_OBJECTIVE_. Please retype every one of the rows below word for word, without changing anything.

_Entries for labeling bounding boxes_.
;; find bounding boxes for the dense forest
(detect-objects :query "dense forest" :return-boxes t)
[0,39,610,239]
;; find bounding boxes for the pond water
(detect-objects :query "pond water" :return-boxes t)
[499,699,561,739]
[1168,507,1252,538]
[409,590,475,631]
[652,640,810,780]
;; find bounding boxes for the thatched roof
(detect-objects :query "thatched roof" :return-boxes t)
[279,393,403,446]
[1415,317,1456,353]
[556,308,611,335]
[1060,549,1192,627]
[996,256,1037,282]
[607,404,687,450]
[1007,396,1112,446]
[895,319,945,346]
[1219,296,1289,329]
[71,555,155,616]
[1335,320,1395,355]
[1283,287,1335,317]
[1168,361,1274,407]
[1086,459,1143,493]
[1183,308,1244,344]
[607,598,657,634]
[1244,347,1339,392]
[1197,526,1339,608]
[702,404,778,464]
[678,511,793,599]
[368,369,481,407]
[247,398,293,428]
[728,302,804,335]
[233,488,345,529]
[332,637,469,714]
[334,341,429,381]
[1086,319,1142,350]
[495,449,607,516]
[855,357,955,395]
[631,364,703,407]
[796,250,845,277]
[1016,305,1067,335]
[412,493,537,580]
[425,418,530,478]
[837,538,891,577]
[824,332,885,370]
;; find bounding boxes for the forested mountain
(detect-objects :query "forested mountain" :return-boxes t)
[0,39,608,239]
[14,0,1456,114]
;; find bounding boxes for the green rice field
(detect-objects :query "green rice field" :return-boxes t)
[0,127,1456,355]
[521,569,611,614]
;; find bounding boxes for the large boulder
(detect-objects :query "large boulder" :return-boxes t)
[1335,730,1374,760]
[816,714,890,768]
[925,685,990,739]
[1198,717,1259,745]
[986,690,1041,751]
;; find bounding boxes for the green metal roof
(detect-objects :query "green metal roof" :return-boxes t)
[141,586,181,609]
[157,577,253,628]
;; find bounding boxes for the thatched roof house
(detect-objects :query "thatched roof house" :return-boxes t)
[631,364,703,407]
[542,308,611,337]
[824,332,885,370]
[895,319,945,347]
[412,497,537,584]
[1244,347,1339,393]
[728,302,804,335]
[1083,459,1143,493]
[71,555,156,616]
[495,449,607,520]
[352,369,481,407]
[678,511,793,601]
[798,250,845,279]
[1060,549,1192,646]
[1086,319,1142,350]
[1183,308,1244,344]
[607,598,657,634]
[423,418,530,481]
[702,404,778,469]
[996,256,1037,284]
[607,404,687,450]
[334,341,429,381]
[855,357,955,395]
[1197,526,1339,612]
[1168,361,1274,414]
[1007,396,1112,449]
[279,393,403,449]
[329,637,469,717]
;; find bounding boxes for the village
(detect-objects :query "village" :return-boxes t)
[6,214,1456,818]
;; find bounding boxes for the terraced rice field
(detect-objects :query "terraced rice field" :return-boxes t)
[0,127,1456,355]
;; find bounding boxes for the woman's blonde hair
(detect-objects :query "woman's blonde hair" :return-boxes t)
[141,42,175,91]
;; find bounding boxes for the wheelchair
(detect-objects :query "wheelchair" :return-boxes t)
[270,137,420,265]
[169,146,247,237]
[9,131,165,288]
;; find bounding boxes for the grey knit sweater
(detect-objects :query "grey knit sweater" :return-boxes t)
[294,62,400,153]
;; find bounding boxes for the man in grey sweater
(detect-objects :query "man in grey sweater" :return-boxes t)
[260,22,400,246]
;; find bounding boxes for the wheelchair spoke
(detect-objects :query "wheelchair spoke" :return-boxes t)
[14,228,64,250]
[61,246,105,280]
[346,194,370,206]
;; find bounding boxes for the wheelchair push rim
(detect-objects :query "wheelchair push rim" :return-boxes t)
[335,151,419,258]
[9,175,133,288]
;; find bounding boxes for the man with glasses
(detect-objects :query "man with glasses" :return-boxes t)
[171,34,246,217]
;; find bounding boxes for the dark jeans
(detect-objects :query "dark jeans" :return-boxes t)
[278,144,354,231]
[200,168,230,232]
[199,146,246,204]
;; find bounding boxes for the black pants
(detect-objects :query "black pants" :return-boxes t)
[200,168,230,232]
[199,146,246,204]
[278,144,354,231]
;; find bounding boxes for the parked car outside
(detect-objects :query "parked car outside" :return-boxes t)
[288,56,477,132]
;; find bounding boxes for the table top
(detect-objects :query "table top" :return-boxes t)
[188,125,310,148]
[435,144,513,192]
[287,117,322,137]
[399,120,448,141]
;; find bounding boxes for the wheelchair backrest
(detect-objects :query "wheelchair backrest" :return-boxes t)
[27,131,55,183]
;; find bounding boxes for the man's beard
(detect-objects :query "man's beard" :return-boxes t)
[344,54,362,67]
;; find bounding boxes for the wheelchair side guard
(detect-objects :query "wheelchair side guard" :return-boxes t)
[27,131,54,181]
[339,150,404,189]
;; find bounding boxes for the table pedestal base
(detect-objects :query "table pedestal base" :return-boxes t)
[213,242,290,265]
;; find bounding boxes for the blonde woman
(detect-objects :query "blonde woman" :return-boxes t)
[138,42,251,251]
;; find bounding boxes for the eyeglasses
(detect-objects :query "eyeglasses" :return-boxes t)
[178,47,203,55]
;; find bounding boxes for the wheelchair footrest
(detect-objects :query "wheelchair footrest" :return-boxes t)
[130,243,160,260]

_THE COMPLETED TASK_.
;; find bounding boxes for the dense forest
(detect-objects :query "dense forest" :return-boxes t)
[0,39,610,239]
;; find bounding boxes for the pond water
(detect-objects :query "pond water" :return-boxes t)
[499,699,561,739]
[1168,507,1252,538]
[409,590,475,631]
[652,640,810,780]
;; find bounding boxes for the thatched roof
(detect-objects :query "thatched roof" :return-boxes t)
[279,393,403,446]
[1415,317,1456,353]
[556,308,611,335]
[1060,549,1192,627]
[996,256,1037,282]
[607,404,687,450]
[1007,396,1112,446]
[895,319,945,346]
[1219,296,1289,329]
[71,555,155,616]
[1335,320,1395,355]
[1283,287,1335,317]
[1168,361,1274,407]
[1086,459,1143,493]
[1183,308,1244,344]
[607,598,657,634]
[1244,347,1339,392]
[1197,526,1339,608]
[702,404,778,464]
[678,511,793,599]
[368,369,481,407]
[247,398,293,428]
[728,302,804,335]
[233,488,345,529]
[332,637,469,714]
[334,341,429,381]
[1086,319,1142,350]
[495,449,607,516]
[855,357,955,395]
[631,364,703,407]
[796,250,845,277]
[1016,305,1067,335]
[412,493,537,580]
[425,418,530,478]
[837,538,891,577]
[824,332,885,370]
;; find bounding boxes for the forested mountain
(detect-objects :query "forested mountain" :return-boxes t)
[0,39,608,239]
[14,0,1456,114]
;; find bounding boxes for the green rice field
(detect-objects :query "green rice field" :return-boxes t)
[0,127,1456,355]
[521,569,611,614]
;; find bounding boxes for the large boulder
(detect-objects :query "large boulder" :return-boxes t)
[1335,730,1374,760]
[816,714,890,768]
[925,685,990,739]
[1198,717,1259,745]
[986,690,1041,751]
;; find bounding boxes for the green metal roof
(detect-objects :query "green metal roof" :return-boxes t)
[141,586,181,609]
[157,577,253,628]
;; find bounding boxes for the thatched roof house
(detect-objects :query "thatched roof house" :return-boxes t)
[631,364,703,407]
[542,308,611,337]
[824,332,885,370]
[895,319,945,347]
[412,497,537,584]
[1244,347,1339,393]
[728,302,804,335]
[1083,459,1143,493]
[71,555,156,616]
[495,449,607,520]
[352,369,481,407]
[678,511,793,601]
[798,250,845,279]
[1060,549,1192,646]
[1086,319,1142,350]
[1183,308,1244,344]
[607,598,657,634]
[423,418,530,481]
[702,404,778,469]
[996,256,1037,284]
[607,404,687,450]
[334,341,429,381]
[855,357,955,395]
[1197,526,1339,612]
[1168,361,1274,414]
[1007,396,1112,449]
[279,393,403,449]
[329,637,469,717]
;; find bounding boxes for the village
(detect-objects :query "village" :return-boxes t)
[6,214,1456,818]
;; find bounding boxes for the terraced rice field
(detect-objects :query "terraced rice field" :return-boxes t)
[0,127,1456,355]
;; find bounding boxes for the woman's blonde hair
(detect-objects :query "woman's blonde hair" :return-boxes t)
[141,42,175,91]
;; find bounding boxes for the wheelchair
(detect-objects :query "wheelchair" :return-boxes t)
[270,137,420,265]
[169,146,247,237]
[9,131,165,288]
;; find bounding boxes for the grey knit sweater
(detect-objects :query "grey knit sweater" :return-boxes t)
[294,62,400,153]
;; find bounding boxes for the man in grey sweater
(detect-objects :query "man in grey sweater" :return-boxes t)
[260,22,400,246]
;; find bounding boxes for the wheelchair spoke
(detect-objects :query "wheelchair spoke" :return-boxes t)
[14,228,64,250]
[61,246,105,280]
[346,194,370,206]
;; find bounding boxes for the wheelchair push rim
(detect-objects :query "wheelchair push rim" :return-boxes t)
[335,151,419,258]
[9,175,133,288]
;; find bounding boxes for the man with glasses
(detect-objects :query "man with glasses" :return-boxes t)
[171,34,246,217]
;; find bounding boxes for the dark jeans
(detect-objects :query "dark jeans" :return-boxes t)
[278,144,354,231]
[200,168,230,232]
[199,146,246,204]
;; find bounding boxes for the black pants
(detect-objects :query "black pants" :return-boxes t)
[200,168,230,232]
[199,146,246,204]
[278,144,354,231]
;; find bounding boxes for the parked car outside
(detect-objects :query "parked car outside" :return-boxes t)
[288,56,477,132]
;; find bounding boxes for the table top
(detect-objects :query "table top" :return-boxes t)
[188,125,310,148]
[435,144,513,192]
[287,117,322,137]
[399,120,448,141]
;; find bounding boxes for the wheelchair backrest
(detect-objects :query "wheelchair backrest" :return-boxes t)
[27,131,55,183]
;; find bounding boxes for the man's beard
(detect-objects :query "man's beard" :return-boxes t)
[344,54,362,67]
;; find bounding boxes for the wheelchair side guard
(detect-objects :query "wheelchair side guard" :return-boxes t)
[27,131,54,181]
[339,150,404,189]
;; find bounding boxes for the table pedestal base
(detect-objects :query "table pedestal base" :return-boxes t)
[213,242,290,265]
;; find bounding boxes for the blonde woman
(detect-objects :query "blonde woman" :return-boxes t)
[138,42,251,251]
;; find bounding boxes for the eyeglasses
(detect-objects :query "eyeglasses" :return-boxes t)
[178,47,203,55]
;; find bounding boxes for the wheelchair footrest
(detect-objects :query "wheelchair footrest" :return-boxes t)
[130,243,160,260]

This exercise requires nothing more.